Reading passage
********************

While the diagram above shows single-leader replication, please be aware there is also multi-leader and leader-less replication with their own advantages and disadvantages.

Sharding (Horizontal Partitioning)

It allows you to spread reads/writes evenly across nodes by partitioning the data into multiple nodes. Each shard/partition will own some part of the data (i.e. some rows of a table).

While sharding, one of the important aspects is how to split data into multiple nodes, what’s the criteria to decide which data should be owned by which node. There are two common approaches

1. Range-based sharding You divide the rows into ranges based on the primary key’s value. Each range is assigned to a node. For example, if you have a user table whose primary key is username, you can shard the data based on the first letter of the username:

• username starts with [a, e] → Node 1
• username starts with [f, m] → Node 2
• username starts with [n, z] → Node 3

As data is sorted in the nodes, it’s easier to run range queries like “get all users whose username starts with ar”. On the other hand, it’s hard to split the data into nodes uniformly as the initial ranges assigned to nodes might skew in time based on the incoming data.

2. Hash-based sharding Hash-based sharding solves the uniform distribution issue of range-based sharding by sacrificing the efficient range-queries. Hash-based sharding takes the primary key or the whole row, hashes it, and uses the hash value to decide which node to go.

• hash(data) % 3 == 0 → Node 1
• hash(data) % 3 == 1 → Node 2
• hash(data) % 3 == 2 → Node 3

The hash function consistently produces the same hash for the same data. On the other hand, even slight changes in the data will create a completely different hash value. Now that similar data does not go to the same node like in range-based sharding anymore, data will be distributed more uniformly to the nodes. Due to the same reason, hash function causes losing the relationship between the actual value and which node it goes, hence lookup by primary key is easy but range queries are not possible.

Caching

Each application stores some data one way or another. It can be static files in some storage or some information in a DB. Your data will grow in time and the access pattern of your app will not require most of the data for 99% of its usecases. Caching is storing the parts of your data that will be needed the most somewhere that is faster than going to the actual storage/DB.

********************

To-do list
**a.** In the passage on sharding and caching, range-based sharding assigns usernames to nodes by first letter. List each letter range together with the node it goes to.
**b.** Answer these questions from the passage on sharding and caching:
(i) In range-based sharding, what value are the rows divided into ranges by?
(ii) What does hash-based sharding give up in order to distribute data uniformly?
(iii) For what percentage of an app's usecases does the passage say most of the data will not be required?
**c.** Carry on the passage on sharding and caching from its last sentence.

Record set
********************

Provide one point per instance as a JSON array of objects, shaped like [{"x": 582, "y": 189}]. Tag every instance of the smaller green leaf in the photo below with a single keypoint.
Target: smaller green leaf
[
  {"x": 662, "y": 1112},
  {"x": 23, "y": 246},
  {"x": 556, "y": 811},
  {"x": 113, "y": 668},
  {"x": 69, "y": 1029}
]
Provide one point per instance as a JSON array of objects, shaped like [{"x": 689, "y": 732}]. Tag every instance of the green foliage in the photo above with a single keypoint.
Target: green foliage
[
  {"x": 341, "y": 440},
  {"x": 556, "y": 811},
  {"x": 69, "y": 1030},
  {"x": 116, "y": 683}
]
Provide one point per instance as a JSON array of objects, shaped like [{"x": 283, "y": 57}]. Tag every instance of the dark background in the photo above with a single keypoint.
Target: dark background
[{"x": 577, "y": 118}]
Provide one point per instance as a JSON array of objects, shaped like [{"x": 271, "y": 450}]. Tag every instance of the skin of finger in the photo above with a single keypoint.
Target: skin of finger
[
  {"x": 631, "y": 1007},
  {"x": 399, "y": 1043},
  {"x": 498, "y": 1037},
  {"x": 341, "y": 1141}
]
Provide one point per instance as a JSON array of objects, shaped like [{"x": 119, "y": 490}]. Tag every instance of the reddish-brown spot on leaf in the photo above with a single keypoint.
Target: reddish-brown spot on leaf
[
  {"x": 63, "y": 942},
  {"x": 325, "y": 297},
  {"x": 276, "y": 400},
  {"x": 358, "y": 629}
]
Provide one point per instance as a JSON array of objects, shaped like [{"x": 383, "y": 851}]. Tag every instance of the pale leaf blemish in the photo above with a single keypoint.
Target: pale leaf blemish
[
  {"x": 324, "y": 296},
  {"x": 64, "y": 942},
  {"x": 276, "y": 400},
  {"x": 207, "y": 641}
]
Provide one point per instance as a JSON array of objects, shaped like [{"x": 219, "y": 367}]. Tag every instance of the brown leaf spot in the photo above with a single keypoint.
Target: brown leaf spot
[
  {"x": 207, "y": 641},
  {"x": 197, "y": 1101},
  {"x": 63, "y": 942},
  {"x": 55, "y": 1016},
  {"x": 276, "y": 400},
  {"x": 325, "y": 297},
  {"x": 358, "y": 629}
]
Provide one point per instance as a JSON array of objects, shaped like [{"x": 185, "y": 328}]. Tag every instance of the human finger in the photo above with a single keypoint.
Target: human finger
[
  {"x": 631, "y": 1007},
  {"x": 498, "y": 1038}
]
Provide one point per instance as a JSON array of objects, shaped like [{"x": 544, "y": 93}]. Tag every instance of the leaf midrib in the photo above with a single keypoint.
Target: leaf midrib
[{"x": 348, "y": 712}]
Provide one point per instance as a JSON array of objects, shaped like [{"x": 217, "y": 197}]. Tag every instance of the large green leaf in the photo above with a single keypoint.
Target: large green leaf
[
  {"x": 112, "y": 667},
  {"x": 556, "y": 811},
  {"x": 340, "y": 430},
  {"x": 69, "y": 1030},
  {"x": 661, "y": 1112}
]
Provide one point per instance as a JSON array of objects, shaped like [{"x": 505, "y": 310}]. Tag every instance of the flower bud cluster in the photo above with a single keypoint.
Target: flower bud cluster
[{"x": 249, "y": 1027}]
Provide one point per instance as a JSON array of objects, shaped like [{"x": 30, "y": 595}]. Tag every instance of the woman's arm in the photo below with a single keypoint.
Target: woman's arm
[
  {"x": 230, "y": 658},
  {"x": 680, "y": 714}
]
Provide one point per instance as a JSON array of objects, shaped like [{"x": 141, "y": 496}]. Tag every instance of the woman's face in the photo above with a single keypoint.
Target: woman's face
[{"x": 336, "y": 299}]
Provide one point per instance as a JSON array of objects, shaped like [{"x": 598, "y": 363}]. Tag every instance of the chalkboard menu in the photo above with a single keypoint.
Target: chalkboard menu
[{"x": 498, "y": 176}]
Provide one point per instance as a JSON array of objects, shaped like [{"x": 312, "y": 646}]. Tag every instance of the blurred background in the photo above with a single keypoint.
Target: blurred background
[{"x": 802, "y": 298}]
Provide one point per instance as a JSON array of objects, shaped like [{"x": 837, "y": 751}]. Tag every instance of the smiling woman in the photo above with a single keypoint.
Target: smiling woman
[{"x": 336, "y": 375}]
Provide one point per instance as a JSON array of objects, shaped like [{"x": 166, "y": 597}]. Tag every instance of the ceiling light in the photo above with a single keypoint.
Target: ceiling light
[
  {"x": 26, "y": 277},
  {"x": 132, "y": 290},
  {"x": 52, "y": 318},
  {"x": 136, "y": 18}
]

********************

Exercise answers
**a.**
[a, e] → Node 1
[f, m] → Node 2
[n, z] → Node 3

**b.**
(i) The primary key's value.
(ii) Efficient range queries.
(iii) 99%.

**c.**
Caching can be in many forms. Some examples are

• Browser can cache files/responses to save on the network requests to the backend in the client’s disk
• Each application server can cache the response from its dependent services or DB in memory
• Distributed cache can store the commonly accessed data from DB in memory
• CDN can cache static files requested by the users frequently in its storage

This convenience comes with a cost. Now that you have two places to look for something, DB and cache. It’s non-trivial to keep them in sync.

1. Write-through cache: Simultaneously update the DB and cache. DB write can either be done by the application server (the one calling the cache), or cache can trigger a write to the DB directly. Success/Failure response will be returned back to the user once both write operations complete synchronously
2. Write-back cache: Application server just deals with the cache and does not talk to the DB directly. Changes made to the cache periodically (or based on some other configuration) will be sent to the DB asynchronously.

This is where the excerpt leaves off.